[start]
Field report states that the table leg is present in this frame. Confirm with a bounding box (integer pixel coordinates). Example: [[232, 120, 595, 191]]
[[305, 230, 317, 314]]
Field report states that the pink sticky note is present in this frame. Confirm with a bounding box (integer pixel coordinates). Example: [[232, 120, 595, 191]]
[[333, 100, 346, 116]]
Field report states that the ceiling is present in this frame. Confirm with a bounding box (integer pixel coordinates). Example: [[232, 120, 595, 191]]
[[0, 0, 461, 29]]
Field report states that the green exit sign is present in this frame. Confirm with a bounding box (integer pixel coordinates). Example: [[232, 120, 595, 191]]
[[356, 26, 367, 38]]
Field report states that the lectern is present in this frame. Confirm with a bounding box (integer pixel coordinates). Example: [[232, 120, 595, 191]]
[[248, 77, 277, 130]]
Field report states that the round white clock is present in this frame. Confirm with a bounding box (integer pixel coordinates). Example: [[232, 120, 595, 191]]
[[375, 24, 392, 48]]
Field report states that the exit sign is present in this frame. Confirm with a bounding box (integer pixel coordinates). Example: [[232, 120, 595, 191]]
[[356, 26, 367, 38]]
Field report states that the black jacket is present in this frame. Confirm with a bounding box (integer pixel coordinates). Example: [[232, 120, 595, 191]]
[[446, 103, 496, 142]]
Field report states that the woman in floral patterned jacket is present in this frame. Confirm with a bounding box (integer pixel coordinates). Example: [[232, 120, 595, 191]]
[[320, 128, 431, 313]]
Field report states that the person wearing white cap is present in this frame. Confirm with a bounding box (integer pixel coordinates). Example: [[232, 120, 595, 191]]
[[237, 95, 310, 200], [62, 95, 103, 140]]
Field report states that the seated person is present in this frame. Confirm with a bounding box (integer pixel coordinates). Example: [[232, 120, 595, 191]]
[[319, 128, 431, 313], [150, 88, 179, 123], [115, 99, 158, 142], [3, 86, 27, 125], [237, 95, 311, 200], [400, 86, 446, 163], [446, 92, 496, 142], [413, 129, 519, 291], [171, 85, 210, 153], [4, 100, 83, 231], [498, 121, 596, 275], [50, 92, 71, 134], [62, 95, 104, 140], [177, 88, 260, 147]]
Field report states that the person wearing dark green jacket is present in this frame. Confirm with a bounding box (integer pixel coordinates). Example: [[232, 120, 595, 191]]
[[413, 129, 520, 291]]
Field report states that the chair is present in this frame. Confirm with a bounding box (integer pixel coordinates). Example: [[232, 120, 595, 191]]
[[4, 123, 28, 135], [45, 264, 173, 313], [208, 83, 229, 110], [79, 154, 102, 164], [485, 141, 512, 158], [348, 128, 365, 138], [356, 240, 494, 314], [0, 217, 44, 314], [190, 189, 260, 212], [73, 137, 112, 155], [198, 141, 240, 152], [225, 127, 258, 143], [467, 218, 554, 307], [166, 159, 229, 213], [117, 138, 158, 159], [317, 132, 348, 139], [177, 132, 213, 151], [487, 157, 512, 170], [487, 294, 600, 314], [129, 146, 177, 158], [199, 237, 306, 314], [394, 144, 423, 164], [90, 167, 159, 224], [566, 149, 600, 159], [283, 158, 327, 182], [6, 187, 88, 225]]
[end]
Stated task = Reproduce the material from its beginning through the line containing "[[320, 128, 431, 313]]", with "lectern" changed to "podium" and everything else left as is.

Solution to this problem =
Field report states that the table leg is present in this frame. Confirm with a bounding box (integer pixel coordinates). Example: [[232, 120, 595, 191]]
[[305, 230, 317, 314]]
Field report states that the pink sticky note is present in this frame. Confirm with a bounding box (integer pixel coordinates). Example: [[232, 120, 595, 191]]
[[333, 100, 346, 116]]
Field report states that the ceiling is present in this frame. Confirm with a bounding box (integer pixel coordinates). Example: [[232, 120, 595, 191]]
[[0, 0, 461, 29]]
Field report states that the green exit sign is present in this frame. Confirm with a bounding box (integer pixel coordinates). Example: [[232, 120, 595, 191]]
[[356, 26, 367, 38]]
Field report states that the podium is present in this frame. Confirm with a bounding box (integer pixel coordinates). Example: [[232, 120, 595, 191]]
[[248, 77, 277, 130]]
Field report states that the round white clock is present in this frame. Confirm with a bounding box (integer pixel coordinates). Example: [[232, 120, 595, 191]]
[[375, 24, 392, 48]]
Field report states that the exit sign is present in this frame. Confirm with a bounding box (integer pixel coordinates). Example: [[232, 120, 595, 191]]
[[356, 26, 367, 38]]
Field report states that the black jacket is present in this frame. Confirm with a bounding box (integer pixel coordinates). Example: [[232, 120, 595, 191]]
[[446, 103, 496, 142]]
Field report states that the woman in floral patterned jacket is present in this frame. Confirm with a bounding box (integer pixel coordinates). Example: [[232, 120, 595, 191]]
[[320, 128, 431, 313]]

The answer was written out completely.